DIRECTIONS - Go to the line containing "Consider the photo above. For every instance of the thin" in the records below and retype from there through the final line, exactly.

Start of THE INPUT

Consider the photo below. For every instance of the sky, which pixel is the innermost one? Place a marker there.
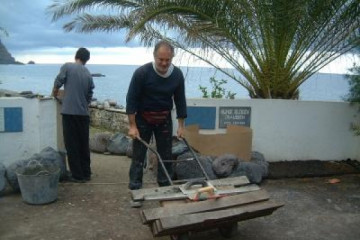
(34, 37)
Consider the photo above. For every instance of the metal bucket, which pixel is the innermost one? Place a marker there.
(38, 184)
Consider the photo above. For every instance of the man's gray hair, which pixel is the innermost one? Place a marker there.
(166, 44)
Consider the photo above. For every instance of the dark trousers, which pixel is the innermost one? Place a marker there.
(163, 138)
(76, 138)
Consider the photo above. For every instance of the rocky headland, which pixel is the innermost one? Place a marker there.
(5, 56)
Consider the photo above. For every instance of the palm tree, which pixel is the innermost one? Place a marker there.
(274, 46)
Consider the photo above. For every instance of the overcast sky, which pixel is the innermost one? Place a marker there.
(32, 36)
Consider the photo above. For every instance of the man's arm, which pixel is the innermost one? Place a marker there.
(133, 130)
(59, 81)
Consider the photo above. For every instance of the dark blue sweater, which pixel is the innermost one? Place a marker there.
(150, 92)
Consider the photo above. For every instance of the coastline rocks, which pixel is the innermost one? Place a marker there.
(5, 56)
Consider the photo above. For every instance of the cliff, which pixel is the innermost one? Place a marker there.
(5, 56)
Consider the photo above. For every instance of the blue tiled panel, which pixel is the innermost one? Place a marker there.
(205, 117)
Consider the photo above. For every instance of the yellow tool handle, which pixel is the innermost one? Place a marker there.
(208, 189)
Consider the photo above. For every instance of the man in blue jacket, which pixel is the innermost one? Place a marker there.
(78, 91)
(153, 89)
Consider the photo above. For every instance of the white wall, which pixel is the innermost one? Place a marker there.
(296, 130)
(39, 129)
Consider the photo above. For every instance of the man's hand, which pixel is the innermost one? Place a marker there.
(134, 132)
(181, 128)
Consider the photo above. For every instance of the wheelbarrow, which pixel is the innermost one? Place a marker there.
(200, 204)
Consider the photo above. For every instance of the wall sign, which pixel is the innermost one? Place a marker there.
(11, 119)
(203, 116)
(234, 116)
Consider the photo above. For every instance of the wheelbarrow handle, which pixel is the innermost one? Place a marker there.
(158, 156)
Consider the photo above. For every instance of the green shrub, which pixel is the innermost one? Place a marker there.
(218, 91)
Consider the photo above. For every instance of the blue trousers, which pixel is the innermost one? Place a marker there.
(76, 138)
(163, 138)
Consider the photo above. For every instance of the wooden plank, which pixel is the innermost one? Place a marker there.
(203, 206)
(173, 192)
(181, 196)
(205, 220)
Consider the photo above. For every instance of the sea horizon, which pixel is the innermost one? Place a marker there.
(39, 78)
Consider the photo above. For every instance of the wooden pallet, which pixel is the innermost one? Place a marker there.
(182, 216)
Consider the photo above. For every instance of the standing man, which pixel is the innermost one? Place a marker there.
(149, 101)
(78, 91)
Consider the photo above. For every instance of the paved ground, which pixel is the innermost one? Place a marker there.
(99, 210)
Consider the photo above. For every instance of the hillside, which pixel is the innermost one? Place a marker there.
(5, 56)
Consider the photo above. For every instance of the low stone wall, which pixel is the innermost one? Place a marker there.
(114, 120)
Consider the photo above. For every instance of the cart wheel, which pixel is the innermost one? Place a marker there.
(229, 230)
(182, 236)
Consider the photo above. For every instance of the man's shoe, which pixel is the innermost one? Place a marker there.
(135, 204)
(75, 180)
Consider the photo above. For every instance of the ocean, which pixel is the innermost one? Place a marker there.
(39, 78)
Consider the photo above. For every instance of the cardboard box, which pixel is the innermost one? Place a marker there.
(237, 140)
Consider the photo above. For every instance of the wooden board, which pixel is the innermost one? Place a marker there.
(204, 220)
(173, 192)
(152, 214)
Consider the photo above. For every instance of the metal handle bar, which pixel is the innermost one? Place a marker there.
(158, 156)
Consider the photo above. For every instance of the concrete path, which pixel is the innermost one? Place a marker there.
(99, 210)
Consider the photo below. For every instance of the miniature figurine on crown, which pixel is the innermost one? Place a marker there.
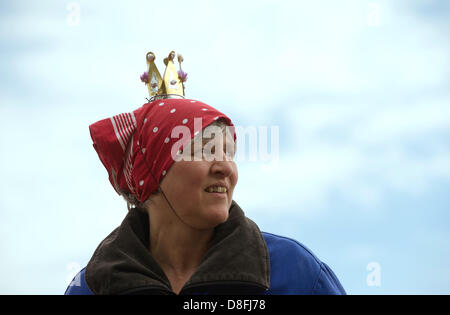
(169, 86)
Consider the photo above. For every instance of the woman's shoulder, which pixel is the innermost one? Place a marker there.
(295, 269)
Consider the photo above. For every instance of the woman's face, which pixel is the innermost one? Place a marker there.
(186, 182)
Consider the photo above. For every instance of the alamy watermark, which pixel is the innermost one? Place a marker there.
(213, 138)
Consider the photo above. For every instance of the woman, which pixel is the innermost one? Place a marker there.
(184, 233)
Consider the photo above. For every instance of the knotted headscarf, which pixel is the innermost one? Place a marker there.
(136, 147)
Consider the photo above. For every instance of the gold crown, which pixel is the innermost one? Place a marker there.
(169, 86)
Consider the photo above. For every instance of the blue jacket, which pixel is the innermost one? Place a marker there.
(241, 260)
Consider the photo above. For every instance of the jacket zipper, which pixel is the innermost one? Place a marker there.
(190, 286)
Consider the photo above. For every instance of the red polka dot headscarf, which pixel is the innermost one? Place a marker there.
(136, 147)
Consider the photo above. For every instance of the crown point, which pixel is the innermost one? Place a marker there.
(144, 77)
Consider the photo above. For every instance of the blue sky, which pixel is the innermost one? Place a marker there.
(358, 89)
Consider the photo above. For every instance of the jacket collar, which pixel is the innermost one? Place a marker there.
(122, 261)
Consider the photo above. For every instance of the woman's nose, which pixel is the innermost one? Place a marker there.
(223, 166)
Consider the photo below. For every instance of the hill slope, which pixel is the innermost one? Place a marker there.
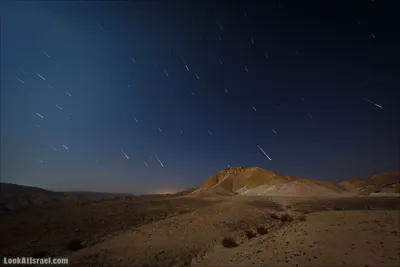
(257, 181)
(379, 183)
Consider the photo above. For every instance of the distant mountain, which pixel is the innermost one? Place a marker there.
(257, 181)
(379, 183)
(16, 197)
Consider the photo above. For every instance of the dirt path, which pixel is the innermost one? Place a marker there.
(177, 240)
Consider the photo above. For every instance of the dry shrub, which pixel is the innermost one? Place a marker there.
(262, 230)
(274, 216)
(229, 242)
(302, 218)
(250, 234)
(74, 245)
(286, 217)
(39, 254)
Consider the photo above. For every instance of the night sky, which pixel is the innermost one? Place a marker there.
(155, 96)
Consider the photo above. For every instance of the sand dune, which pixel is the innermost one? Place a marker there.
(238, 217)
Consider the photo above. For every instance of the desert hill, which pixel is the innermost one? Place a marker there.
(257, 181)
(379, 183)
(16, 197)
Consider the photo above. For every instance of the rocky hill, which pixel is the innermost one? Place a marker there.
(257, 181)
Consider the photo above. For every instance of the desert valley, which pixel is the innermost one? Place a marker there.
(242, 216)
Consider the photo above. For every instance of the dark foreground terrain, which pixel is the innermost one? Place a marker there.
(210, 231)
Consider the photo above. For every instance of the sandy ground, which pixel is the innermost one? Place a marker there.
(189, 231)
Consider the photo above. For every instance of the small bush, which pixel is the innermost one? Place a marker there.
(229, 242)
(286, 218)
(39, 254)
(250, 234)
(262, 230)
(74, 245)
(274, 216)
(302, 218)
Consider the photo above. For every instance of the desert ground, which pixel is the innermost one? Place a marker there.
(210, 227)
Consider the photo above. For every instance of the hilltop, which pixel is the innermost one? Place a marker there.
(257, 181)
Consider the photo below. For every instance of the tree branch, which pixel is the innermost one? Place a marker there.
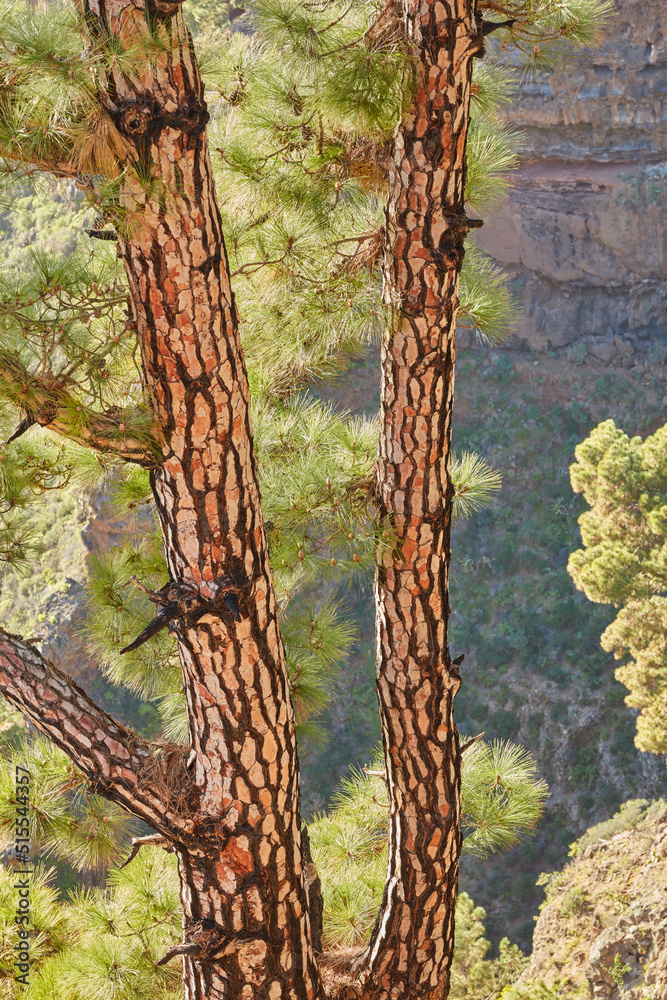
(121, 766)
(47, 402)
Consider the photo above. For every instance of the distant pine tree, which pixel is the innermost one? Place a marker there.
(624, 562)
(339, 137)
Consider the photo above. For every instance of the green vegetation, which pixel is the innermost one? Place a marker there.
(624, 562)
(533, 671)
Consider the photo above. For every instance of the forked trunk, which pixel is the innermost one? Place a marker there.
(411, 948)
(231, 811)
(243, 891)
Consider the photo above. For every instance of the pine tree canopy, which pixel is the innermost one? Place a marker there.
(352, 148)
(624, 562)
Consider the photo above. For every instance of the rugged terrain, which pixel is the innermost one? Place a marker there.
(594, 163)
(609, 901)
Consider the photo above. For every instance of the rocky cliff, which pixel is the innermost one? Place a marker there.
(583, 232)
(610, 901)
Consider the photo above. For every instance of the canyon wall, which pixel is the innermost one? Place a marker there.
(583, 234)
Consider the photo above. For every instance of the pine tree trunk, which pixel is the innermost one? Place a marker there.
(246, 926)
(411, 948)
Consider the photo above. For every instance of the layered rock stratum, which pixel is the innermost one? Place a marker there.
(583, 232)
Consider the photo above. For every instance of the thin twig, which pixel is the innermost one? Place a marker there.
(467, 745)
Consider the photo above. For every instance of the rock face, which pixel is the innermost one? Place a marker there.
(583, 232)
(610, 901)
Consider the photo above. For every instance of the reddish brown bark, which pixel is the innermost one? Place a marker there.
(243, 889)
(236, 827)
(411, 948)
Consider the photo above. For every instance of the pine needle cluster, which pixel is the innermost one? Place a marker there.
(624, 561)
(501, 798)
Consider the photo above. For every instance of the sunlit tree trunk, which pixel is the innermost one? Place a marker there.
(411, 948)
(228, 805)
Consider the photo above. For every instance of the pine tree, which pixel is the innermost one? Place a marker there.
(157, 401)
(623, 561)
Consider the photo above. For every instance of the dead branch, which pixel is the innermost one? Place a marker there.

End of THE INPUT

ANSWER BOX -
Consider the photo above. For every instance of the thin twig, which pixel is the innermost one? Place a marker there.
(467, 745)
Consider the photo above. For every instance of the rock face, which pixel is the innermost one? Place a marker there.
(583, 232)
(610, 901)
Consider the photo above. For every instance of the reddish brown bark, which pixel is the innermost one? Place a marker there.
(243, 889)
(236, 827)
(411, 948)
Consider the photo above. For every instance of the pine needle cluster, which pixel is the innermost one? Place a marker there.
(624, 561)
(501, 798)
Consider the photo above. For every instance of the sunlit tree trunk, which pixel is the innermost one? Place a marker there.
(411, 948)
(228, 805)
Consider the photo above. For every instance of the pine tree, which pixel is the innermost one? Place a marker there.
(157, 401)
(623, 561)
Consider the photo above. For every instance of the dead branch, which pixel is the innermost one? Place a marker there.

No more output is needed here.